[Start of STORED ROWS]

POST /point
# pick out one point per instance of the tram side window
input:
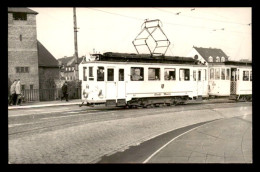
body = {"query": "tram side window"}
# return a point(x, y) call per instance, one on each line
point(199, 75)
point(84, 73)
point(227, 75)
point(194, 75)
point(90, 74)
point(110, 74)
point(121, 75)
point(211, 76)
point(137, 74)
point(153, 74)
point(100, 74)
point(217, 74)
point(184, 74)
point(205, 72)
point(169, 74)
point(245, 75)
point(222, 74)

[End of STORED ROWS]

■ TASK TO COMPLETE ■
Starting at the top of the lines and stopping after the one containing "point(211, 76)", write those lines out again with "tram side window" swapped for "streetcar side window" and nothing else altered. Leave the pictures out of your answer.

■ PROBLEM SOLUTION ■
POST /point
# pick out one point per instance of the streetcar side window
input:
body = {"query": "streetcar side window"}
# return a point(x, y) call per instance, one on each line
point(199, 75)
point(84, 73)
point(227, 75)
point(194, 75)
point(90, 74)
point(110, 74)
point(121, 75)
point(211, 76)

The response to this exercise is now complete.